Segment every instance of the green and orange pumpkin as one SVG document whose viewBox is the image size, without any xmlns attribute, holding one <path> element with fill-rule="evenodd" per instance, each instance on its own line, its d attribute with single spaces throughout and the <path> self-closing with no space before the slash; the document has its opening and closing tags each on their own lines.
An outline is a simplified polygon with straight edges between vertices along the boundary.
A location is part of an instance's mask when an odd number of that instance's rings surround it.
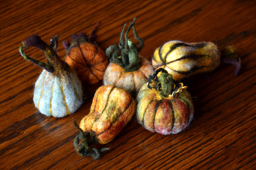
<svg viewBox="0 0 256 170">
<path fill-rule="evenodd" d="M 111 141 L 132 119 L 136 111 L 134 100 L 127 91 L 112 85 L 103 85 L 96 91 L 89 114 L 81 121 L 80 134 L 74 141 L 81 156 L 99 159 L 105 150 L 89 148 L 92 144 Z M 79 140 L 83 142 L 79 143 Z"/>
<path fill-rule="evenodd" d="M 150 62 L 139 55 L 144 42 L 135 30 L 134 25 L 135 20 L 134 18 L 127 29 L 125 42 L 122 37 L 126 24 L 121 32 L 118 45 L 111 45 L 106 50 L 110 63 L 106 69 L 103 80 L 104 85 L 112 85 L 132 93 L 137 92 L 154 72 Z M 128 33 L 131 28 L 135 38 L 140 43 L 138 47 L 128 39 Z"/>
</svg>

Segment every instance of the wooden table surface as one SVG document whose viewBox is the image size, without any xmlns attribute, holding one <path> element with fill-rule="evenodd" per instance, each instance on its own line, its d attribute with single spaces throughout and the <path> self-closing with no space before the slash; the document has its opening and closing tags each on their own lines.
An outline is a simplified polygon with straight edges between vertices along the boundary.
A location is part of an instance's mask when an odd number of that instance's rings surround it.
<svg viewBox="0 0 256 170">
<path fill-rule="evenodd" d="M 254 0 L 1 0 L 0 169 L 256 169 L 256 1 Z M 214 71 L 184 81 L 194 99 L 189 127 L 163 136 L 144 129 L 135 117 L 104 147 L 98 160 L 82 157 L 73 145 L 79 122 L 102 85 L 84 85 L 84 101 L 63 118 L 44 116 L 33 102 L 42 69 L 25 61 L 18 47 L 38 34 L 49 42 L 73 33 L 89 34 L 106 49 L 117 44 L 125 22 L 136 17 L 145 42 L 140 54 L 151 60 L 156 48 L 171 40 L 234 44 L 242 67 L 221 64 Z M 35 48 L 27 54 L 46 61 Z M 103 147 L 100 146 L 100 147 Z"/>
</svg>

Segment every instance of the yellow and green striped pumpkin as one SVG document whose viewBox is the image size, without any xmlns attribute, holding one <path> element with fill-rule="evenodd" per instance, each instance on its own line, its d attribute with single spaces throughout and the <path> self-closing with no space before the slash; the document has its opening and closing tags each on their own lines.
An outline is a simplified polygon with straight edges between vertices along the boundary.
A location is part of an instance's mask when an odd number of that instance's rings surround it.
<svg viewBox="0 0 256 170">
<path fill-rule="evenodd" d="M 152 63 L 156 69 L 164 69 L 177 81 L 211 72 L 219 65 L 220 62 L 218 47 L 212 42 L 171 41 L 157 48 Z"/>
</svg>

━━━━━━━━━━━━━━━━━━━━━━━━━━━━━━

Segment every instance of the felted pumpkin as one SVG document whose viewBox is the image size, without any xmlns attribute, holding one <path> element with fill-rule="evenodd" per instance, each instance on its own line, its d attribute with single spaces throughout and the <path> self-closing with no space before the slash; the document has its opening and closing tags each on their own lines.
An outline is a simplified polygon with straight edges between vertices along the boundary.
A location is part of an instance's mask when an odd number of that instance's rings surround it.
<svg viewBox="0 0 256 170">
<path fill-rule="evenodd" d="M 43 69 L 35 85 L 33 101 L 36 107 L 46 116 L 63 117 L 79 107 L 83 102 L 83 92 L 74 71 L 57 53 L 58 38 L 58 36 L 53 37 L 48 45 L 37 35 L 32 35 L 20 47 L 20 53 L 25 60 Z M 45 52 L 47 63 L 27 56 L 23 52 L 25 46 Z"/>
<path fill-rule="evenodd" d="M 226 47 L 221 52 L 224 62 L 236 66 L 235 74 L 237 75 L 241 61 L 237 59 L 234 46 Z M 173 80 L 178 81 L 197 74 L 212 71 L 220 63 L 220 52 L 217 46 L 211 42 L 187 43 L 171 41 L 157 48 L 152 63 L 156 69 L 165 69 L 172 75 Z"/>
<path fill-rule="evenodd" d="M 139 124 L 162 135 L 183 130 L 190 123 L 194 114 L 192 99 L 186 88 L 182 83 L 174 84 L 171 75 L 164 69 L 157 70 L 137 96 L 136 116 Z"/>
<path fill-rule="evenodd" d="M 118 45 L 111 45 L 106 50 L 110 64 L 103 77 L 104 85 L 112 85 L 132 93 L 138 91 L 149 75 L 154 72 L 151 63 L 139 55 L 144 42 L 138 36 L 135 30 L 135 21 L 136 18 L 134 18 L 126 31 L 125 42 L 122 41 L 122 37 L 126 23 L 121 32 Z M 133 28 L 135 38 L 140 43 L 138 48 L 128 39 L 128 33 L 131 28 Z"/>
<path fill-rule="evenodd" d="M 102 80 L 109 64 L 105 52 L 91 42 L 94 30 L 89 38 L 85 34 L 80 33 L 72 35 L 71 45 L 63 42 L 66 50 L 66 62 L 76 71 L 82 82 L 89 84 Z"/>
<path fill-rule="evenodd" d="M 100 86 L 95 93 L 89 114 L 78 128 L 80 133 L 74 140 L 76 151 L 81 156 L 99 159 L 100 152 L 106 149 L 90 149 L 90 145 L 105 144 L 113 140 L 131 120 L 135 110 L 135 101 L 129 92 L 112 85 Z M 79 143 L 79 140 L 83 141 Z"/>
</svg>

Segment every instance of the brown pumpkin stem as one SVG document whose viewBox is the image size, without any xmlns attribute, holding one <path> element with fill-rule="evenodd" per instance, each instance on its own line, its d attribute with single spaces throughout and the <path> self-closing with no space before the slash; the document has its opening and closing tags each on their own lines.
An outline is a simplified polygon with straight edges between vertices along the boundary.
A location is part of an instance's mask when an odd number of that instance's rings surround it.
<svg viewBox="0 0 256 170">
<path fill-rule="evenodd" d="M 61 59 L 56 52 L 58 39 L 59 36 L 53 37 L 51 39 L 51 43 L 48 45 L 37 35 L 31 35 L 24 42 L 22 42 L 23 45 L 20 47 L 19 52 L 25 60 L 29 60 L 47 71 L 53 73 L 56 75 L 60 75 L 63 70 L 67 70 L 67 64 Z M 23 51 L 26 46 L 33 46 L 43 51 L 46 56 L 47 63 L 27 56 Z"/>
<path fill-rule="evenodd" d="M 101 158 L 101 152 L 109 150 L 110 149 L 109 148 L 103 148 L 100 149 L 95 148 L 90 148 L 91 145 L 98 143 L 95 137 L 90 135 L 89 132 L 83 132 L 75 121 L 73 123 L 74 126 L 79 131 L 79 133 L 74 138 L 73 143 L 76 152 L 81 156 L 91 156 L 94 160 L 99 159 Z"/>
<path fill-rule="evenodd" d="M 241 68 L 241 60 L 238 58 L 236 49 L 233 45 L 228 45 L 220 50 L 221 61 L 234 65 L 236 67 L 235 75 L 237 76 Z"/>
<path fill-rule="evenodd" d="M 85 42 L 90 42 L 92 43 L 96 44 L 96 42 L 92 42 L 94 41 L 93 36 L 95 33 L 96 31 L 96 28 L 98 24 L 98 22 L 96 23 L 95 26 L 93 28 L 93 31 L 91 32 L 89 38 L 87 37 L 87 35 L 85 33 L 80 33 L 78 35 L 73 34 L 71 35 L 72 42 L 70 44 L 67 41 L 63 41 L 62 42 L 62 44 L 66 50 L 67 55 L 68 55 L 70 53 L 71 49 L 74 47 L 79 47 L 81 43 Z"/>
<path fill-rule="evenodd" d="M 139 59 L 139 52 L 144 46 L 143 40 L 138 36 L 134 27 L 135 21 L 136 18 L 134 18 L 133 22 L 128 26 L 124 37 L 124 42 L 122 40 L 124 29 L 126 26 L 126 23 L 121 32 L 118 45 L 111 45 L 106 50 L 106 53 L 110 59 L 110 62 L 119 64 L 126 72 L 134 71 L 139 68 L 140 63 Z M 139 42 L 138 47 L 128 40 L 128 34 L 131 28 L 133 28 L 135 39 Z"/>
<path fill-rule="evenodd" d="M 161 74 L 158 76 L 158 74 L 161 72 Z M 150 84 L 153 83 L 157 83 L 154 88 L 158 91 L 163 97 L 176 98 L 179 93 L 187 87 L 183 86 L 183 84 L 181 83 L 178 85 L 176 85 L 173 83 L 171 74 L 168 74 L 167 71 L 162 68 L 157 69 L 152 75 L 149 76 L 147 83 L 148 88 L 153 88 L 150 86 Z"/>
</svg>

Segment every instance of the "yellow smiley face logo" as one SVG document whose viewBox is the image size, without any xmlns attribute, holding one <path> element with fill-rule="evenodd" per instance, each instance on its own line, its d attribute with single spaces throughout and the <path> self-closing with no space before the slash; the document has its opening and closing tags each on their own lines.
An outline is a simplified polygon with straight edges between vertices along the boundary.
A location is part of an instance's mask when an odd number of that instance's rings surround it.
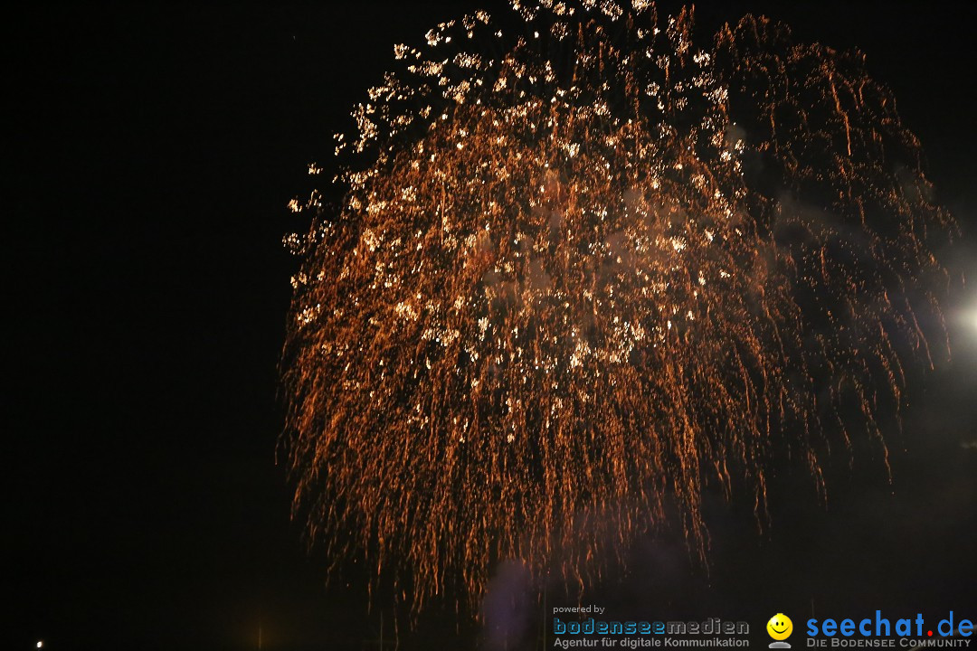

━━━━━━━━━━━━━━━━━━━━━━━━━━━━━━

OBJECTIVE ::
Please recast everything from the line containing "Segment every instance of the felted" down to the line containing "226 47 L 221" as a JSON list of strings, one string per line, leaving out blank lines.

EXERCISE RESULT ::
[
  "Segment every instance of the felted pumpkin as one SVG document whose viewBox is the image size, without any xmlns attribute, holding one <path> element with fill-rule=\"evenodd\" per instance, each instance on its own line, its d attribute with single spaces throughout and the <path> self-closing with no space before the slash; the document has its opening and closing tags each on their own lines.",
  "An outline is a simplified polygon with straight edges between vertices along the boundary.",
  "A location is part of an instance's mask when an odd number of that instance's rings surround it.",
  "<svg viewBox=\"0 0 256 170\">",
  "<path fill-rule=\"evenodd\" d=\"M 43 69 L 35 85 L 33 101 L 36 107 L 46 116 L 63 117 L 79 107 L 83 102 L 83 92 L 74 71 L 57 53 L 58 38 L 58 36 L 53 37 L 48 45 L 37 35 L 32 35 L 20 47 L 20 53 L 25 60 Z M 45 52 L 47 63 L 27 56 L 23 52 L 25 46 Z\"/>",
  "<path fill-rule=\"evenodd\" d=\"M 226 47 L 221 52 L 224 62 L 236 66 L 235 74 L 237 75 L 241 61 L 237 59 L 234 46 Z M 173 80 L 178 81 L 197 74 L 212 71 L 220 63 L 220 52 L 217 46 L 211 42 L 187 43 L 171 41 L 157 48 L 152 63 L 156 69 L 165 69 L 172 75 Z\"/>"
]